======== Quoted passage

River Remedy

Sept. 29, 2010

About the author: Tracy Schubert is public outreach manager for 3 Rivers Wet Weather. Schubert can be reached at [email protected] or 412.578.8197.

In recent years, an underground, out-of-sight problem has surfaced to become one of the most costly public works projects ever faced by the municipalities in Allegheny County, a 730-sq-mile area of southwestern Pennsylvania. While the solutions will not be cheap—some experts estimate a price tag totaling $3.5 billion to $10 billion—the municipalities, authorities and nonprofit environmental organization 3 Rivers Wet Weather (3RWW) have been working together over the last decade to develop the most cost-effective, sustainable plan to remedy wet-weather sewage overflows.

Frequency & Magnitude
With nearly every rainfall event, untreated sewage and storm water rushes into streets, streams and rivers throughout Pittsburgh and surrounding communities. While an average rainfall is 0.25 in., as little as 0.1 in. can spur these overflows, which threaten the quality of abundant water resources in an area best known for its three rivers. .

During the recreational season—May 15 to Sept. 30—overflow warnings are in effect, on average, 50% of the time. The warnings alert river users of the public health risks associated with the polluted water, which also serves as the drinking water source for 90% of the county’s population. Sewage overflows of this frequency and magnitude have impeded economic development opportunities due to capacity restrictions..

A Collaboration is Born
In 2001, after decades of neglecting the aging and deteriorated sewage collection system in favor of more visible projects, local municipal officials accepted an invitation from 3RWW to join neighboring communities to solve the problem. Thus, the 3RWW Basin Groups were formed, representing 83 municipalities in Allegheny County, each owning anywhere from 3 miles to 1,200 miles of the sewage collection system. What the member municipalities all share in common is a single treatment plant: the Allegheny County Sanitary Authority (ALCOSAN). The largest wastewater treatment facility in the Ohio River Valley, it processes up to 225 million gal of wastewater daily. .

The fragmented operation and maintenance of the sewage infrastructure, along with parochial attitudes of municipalities, made progress slow at first. But slow and steady can prove to be successful, as evidenced by 3RWW’s consensus-building campaign. It brought the municipalities and regulatoryagencies to the table for more than150 meetings in 18 months tonegotiate an unprecedented consent order for assessment, repair and long-term planning. .

Consent Order Unites a Region
Mandated by the U.S. Environmental Protection Agency and enforced locally by the Pennsylvania Department of Environmental Protection and the Allegheny County Health Department, the order—signed by the ALCOSAN communities in early 2004—includes no penalties for past violations of the Clean Water Act and outlines consistent requirements and deadlines for all communities..

3RWW saw this uniform order as the basis for regional approaches to managing collection systems throughout the county and assisting municipalities in compliance. Beginning in 2004, 3RWW used its funding to create one integrated map of the ALCOSAN service area’s sewage collection system using GPS technology and survey crews. The completed map, which revealed that the sewage infrastructure spans 4,000 miles rather than the previously estimated 3,000 miles, continues to serve as a foundation for regional long-term planning and consolidation. .

3RWW and its team of experts then assisted communities by mapping more than 80,000 manholes, developing a regional flow monitoring plan that reduced the number of flowmeters from 900 to 500 and creating a calibrated radar rain gauge network that delivers highly distributed online real-time rainfall data for every square kilometer throughout Allegheny County. All mapping and flow monitoring data was collected using standardized engineering protocols and quality-control measures. Municipalities can access the data, share information and create compliance reports through a special password-protected section of the 3RWW website..

================
======== Data records

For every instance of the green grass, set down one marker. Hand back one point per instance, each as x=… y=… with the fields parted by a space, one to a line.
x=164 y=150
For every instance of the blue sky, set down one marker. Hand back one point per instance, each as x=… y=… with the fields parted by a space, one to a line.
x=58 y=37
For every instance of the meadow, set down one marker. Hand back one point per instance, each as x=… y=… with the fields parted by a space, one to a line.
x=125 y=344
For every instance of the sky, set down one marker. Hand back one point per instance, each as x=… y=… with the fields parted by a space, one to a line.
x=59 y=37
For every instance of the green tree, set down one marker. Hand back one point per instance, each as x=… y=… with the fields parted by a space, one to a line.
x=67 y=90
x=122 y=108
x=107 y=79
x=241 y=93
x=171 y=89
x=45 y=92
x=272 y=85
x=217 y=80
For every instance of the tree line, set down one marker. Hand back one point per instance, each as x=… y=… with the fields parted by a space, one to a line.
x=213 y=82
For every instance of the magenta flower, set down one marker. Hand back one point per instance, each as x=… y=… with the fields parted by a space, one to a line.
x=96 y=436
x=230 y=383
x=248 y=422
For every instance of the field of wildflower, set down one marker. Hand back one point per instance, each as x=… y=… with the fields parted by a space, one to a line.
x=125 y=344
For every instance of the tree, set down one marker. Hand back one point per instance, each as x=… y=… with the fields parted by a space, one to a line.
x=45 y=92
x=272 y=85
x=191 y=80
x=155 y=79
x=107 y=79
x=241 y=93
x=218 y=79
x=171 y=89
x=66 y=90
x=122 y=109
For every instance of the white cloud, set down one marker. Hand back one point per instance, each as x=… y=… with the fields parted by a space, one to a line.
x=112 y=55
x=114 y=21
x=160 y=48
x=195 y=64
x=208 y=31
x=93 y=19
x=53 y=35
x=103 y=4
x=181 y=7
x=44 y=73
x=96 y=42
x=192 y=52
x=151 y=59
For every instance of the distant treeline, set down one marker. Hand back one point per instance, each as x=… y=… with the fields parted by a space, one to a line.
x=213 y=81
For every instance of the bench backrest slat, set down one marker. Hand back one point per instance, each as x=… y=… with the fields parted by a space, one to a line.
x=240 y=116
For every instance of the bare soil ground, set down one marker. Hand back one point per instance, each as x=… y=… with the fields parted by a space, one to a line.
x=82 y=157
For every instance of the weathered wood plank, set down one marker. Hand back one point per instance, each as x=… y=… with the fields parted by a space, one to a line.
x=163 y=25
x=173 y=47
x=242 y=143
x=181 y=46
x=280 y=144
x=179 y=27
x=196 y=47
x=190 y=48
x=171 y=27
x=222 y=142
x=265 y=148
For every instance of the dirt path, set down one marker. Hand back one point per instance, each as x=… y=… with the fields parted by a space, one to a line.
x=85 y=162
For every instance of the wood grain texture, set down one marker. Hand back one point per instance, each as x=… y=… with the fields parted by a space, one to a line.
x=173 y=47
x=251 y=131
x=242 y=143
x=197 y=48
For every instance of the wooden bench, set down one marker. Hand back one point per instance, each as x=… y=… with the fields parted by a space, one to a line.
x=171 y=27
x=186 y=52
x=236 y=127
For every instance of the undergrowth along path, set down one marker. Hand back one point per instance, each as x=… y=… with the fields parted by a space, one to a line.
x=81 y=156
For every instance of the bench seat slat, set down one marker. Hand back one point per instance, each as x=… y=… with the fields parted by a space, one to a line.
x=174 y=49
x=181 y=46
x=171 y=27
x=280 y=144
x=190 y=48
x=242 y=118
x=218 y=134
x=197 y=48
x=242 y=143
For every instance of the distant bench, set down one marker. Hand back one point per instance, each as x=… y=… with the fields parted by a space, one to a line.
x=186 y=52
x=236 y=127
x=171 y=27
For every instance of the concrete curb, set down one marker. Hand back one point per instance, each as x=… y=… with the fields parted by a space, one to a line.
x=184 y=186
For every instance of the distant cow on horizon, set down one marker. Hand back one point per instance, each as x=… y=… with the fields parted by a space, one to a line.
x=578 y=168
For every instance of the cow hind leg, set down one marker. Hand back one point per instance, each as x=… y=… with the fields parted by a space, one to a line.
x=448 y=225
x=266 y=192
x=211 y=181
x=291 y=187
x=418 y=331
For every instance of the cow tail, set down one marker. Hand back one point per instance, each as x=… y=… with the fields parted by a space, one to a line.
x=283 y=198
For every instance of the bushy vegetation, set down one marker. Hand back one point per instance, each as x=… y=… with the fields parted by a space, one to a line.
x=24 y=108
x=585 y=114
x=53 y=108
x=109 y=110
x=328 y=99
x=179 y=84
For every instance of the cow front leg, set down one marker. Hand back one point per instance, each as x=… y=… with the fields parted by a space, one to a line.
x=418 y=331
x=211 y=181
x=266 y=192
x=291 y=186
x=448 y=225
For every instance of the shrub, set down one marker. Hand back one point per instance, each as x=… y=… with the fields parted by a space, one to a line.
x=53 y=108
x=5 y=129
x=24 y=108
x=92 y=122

================

### What to work on
(a) According to the article on Allegheny County's sewage overflows, how many miles of sewage infrastructure did the completed map reveal?
(b) Resume the article on Allegheny County's sewage overflows from the point where it stops.
The data has no connection to the article on sewage overflows.

### Responses in order
(a) 4,000 miles

(b)
Because the municipal consent orders will end in a few years, 3RWW has intensified its efforts to move the region toward long-term sustainable solutions to the wet-weather overflow problem. From a policy perspective, that means consolidation of the operation and maintenance of the sewer systems. .

Over the past 12 years, 3RWW has torn down municipal barriers to consolidation in the following ways:

  • Demonstrating cost savings of regional approaches;
  • Mining municipal data—sewer rates, budgets, debt and assets—necessary for communities to discuss consolidation; and
  • Funding a demonstration project in which a municipal authority assumed operation and maintenance of a neighboring community’s sewage infrastructure.

Painting the Region Green
From a technical perspective, 3RWW is working to move the Pittsburgh region toward green infrastructure, particularly for managing the excess storm water that is such a critical part of the sewage overflow problem. The municipalities currently are completing feasibility studies—analyzing alternatives to managing sewage and storm water—under their consent orders. As the region’s long-term control plan is due to be developed by the municipalities and ALCOSAN over the next three years, the timing is right for demonstrating the benefits of green roofs, green streets, bioswales and pervious pavement as technologies that need to be incorporated into the plan prior to developing gray alternatives (e.g., retention tanks and satellite treatment). .

Leaders also have stepped up to support green solutions. Allegheny County’s chief executive has created a green infrastructure agenda; local public health organizations and universities have become strong advocates through their implementation of green solutions; and the region’s largest municipal authority is now evaluating the need and concept for a storm water utility that would create incentives for managing storm water more effectively. .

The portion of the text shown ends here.